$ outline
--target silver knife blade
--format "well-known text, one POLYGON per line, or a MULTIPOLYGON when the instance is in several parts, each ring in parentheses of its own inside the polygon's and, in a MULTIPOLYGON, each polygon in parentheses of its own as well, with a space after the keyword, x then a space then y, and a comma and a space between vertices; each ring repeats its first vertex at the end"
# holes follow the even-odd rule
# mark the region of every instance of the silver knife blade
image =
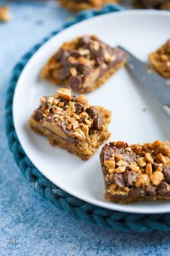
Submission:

Problem requirements>
Copy every line of the records word for word, leaving out the pictures.

Answer to this exercise>
$ outline
--target silver knife blade
--format "well-known text, one POLYGON per line, or a MULTIPOLYGON when the instance is in several parts, each ring in parentheses of its own inside the polygon's and, in a MULTIPOLYGON, each polygon in parentheses of its own as well, with a space after the keyword, x then a space then y, and a comma and a space between vertices; each ring repeats its first vertex at the end"
# holes follow the even-odd rule
# mark the region of every instance of the silver knife blade
image =
Submission:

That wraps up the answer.